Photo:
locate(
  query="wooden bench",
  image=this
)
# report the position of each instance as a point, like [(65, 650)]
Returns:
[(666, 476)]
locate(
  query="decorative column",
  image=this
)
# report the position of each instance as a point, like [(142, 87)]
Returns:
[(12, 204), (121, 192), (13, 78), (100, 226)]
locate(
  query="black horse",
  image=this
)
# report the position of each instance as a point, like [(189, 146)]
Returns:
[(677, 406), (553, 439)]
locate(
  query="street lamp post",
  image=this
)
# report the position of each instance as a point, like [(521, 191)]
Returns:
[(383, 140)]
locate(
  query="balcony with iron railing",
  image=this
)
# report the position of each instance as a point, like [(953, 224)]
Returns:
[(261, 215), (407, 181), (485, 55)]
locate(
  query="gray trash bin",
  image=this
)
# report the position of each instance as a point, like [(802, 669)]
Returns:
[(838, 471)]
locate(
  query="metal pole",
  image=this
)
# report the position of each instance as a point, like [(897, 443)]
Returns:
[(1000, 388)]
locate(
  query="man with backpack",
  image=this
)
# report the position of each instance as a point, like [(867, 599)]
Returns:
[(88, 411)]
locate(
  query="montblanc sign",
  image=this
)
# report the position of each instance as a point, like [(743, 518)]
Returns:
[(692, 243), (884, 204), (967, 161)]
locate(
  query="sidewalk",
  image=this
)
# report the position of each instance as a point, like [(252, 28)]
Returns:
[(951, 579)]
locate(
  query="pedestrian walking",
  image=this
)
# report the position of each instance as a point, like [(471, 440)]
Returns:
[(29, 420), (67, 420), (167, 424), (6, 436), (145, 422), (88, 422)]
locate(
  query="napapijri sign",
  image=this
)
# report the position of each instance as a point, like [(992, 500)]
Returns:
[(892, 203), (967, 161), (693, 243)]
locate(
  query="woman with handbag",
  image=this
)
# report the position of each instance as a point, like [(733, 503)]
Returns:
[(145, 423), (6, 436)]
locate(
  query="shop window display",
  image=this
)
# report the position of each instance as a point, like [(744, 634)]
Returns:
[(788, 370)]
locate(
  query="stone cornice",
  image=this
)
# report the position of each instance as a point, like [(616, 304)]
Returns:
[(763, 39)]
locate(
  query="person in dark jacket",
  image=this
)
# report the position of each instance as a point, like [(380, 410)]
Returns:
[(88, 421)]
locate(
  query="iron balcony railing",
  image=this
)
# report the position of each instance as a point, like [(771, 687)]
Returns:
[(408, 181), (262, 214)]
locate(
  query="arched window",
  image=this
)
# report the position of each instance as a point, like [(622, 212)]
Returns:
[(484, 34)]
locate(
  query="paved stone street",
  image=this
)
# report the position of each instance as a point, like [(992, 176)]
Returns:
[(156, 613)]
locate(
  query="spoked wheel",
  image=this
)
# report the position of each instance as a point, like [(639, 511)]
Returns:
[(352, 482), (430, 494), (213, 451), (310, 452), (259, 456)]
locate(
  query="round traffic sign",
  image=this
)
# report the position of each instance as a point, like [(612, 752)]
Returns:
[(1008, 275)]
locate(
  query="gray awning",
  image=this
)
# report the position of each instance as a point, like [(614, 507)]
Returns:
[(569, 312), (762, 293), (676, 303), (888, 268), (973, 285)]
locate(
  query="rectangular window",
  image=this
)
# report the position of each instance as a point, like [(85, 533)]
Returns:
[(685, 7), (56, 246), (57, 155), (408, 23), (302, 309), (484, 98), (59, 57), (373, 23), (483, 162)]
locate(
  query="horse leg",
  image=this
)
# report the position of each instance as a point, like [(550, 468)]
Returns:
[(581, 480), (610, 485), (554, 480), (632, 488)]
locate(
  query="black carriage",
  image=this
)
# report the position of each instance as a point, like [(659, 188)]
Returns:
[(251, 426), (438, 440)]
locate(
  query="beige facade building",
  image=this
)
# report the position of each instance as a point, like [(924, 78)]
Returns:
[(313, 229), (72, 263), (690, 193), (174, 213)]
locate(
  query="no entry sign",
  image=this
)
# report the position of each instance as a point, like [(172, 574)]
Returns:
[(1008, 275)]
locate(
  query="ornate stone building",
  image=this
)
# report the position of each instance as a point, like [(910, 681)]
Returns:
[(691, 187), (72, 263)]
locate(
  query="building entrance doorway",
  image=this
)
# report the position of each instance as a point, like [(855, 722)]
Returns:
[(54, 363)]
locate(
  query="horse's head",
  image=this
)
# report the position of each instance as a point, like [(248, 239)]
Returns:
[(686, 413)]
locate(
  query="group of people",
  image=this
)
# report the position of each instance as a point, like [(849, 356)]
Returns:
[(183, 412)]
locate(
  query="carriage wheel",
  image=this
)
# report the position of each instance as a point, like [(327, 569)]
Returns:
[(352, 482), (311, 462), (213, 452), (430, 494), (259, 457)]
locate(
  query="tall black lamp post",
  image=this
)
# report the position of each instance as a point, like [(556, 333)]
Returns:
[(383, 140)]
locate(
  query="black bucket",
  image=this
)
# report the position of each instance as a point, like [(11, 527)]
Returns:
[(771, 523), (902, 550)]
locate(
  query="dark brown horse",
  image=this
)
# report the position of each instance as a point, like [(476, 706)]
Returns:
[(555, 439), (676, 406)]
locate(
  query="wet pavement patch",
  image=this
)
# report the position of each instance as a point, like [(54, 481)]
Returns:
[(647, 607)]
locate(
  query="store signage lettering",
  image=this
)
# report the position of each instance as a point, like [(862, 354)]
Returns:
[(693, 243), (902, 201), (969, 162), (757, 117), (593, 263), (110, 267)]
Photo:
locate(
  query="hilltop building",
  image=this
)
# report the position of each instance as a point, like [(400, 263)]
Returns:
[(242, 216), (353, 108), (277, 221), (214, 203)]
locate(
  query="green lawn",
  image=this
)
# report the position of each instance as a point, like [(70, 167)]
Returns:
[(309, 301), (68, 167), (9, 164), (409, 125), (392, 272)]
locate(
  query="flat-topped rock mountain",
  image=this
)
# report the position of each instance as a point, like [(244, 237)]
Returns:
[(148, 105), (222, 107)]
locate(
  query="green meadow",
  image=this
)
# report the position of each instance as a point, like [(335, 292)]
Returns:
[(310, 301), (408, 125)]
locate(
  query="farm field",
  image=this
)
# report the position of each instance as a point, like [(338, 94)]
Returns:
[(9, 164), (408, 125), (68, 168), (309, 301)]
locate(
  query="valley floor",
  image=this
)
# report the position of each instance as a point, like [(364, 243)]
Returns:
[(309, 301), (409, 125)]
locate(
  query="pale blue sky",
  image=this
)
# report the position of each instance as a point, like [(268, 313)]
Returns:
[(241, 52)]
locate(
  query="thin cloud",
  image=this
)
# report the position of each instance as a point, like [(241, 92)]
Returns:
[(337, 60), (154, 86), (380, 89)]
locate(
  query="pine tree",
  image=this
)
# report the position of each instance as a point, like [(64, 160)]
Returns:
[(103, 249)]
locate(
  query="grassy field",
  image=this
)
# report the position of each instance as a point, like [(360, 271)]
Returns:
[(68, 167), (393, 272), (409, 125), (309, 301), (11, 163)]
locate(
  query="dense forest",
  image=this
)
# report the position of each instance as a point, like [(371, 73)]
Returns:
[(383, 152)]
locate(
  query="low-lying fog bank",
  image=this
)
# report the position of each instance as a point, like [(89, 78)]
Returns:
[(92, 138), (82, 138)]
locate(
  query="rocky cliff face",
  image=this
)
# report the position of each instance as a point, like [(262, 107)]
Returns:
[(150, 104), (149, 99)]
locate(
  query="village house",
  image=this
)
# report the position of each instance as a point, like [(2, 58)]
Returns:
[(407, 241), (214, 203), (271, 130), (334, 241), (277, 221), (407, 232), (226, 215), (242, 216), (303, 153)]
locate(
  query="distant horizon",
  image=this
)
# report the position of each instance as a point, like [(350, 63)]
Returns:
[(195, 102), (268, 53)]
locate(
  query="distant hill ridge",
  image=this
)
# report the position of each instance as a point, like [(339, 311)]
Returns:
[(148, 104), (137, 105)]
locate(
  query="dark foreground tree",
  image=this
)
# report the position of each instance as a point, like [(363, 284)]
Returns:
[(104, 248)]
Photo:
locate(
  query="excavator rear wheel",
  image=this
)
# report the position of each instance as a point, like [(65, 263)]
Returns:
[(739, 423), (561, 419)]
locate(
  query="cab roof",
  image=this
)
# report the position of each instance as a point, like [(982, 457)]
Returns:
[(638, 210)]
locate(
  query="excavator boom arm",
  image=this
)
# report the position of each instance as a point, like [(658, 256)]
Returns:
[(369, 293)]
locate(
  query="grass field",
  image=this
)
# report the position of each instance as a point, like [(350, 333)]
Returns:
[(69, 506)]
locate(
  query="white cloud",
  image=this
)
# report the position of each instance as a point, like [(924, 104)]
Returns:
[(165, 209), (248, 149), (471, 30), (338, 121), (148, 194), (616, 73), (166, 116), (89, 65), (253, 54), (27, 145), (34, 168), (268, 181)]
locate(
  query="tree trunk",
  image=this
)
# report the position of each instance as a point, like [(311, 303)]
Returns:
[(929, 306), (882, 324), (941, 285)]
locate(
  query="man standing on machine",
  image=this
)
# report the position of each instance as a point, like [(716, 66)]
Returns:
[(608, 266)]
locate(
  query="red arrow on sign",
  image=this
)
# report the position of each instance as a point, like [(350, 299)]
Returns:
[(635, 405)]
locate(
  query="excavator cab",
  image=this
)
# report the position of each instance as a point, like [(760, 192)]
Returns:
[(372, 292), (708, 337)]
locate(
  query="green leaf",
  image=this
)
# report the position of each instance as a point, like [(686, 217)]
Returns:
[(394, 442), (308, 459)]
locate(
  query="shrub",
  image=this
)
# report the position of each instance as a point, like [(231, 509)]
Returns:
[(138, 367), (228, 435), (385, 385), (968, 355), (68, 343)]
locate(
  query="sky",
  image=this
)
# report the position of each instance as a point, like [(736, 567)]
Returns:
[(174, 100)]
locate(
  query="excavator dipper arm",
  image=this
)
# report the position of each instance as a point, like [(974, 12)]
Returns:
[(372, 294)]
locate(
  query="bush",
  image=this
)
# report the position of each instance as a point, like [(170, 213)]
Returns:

---

Return each line in the rows above that contains the string "distant". Matching is case-sensitive.

Complete output
  query="distant horizon",
  query="distant hill ridge",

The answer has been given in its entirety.